Select all lines holding the word "grass" from the entries that follow.

------------------------------------------------

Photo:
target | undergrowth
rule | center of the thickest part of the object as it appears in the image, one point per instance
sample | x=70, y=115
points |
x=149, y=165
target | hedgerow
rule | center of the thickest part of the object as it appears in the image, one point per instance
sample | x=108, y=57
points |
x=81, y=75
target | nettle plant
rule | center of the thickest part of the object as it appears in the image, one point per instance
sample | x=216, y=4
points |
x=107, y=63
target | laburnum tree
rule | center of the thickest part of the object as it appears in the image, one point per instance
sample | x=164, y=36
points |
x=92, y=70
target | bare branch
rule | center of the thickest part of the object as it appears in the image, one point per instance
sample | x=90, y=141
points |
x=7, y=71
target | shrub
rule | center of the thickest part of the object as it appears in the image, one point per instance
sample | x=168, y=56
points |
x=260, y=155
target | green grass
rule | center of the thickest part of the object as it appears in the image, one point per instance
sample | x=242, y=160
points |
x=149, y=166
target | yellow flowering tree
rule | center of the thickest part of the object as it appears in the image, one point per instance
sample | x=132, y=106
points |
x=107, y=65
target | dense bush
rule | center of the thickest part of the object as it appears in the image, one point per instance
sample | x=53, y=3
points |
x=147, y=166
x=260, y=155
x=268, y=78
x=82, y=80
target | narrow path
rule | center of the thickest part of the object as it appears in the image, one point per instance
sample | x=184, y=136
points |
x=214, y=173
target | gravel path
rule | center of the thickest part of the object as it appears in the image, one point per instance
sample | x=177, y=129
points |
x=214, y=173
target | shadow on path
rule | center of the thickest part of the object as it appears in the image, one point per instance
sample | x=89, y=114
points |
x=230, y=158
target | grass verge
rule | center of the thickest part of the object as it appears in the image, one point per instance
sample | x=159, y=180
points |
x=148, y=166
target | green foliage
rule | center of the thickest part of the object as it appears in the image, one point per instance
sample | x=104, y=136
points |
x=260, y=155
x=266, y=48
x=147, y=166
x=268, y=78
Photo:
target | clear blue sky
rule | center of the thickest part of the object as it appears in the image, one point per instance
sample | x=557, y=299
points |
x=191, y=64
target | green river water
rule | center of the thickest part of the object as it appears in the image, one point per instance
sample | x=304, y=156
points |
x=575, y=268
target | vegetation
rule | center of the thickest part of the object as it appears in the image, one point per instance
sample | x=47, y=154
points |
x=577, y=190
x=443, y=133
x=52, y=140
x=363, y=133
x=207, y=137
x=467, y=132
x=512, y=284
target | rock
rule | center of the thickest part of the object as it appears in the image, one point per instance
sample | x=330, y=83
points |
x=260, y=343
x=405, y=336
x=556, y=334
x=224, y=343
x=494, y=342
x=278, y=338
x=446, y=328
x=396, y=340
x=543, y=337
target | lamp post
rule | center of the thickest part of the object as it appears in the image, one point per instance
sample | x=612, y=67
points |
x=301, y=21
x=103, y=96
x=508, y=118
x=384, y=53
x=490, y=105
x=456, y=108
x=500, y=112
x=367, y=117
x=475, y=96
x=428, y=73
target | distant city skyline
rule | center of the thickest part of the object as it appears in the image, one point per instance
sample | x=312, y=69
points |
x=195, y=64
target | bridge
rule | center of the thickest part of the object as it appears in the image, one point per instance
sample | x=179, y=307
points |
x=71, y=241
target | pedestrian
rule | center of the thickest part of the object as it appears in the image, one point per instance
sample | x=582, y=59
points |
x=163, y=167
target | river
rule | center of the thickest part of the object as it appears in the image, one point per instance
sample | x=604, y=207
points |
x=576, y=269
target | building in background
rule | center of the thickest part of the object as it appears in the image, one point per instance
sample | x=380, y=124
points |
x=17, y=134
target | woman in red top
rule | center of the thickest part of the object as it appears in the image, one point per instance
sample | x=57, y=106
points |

------------------------------------------------

## WRITTEN ANSWER
target | green grass
target | grass verge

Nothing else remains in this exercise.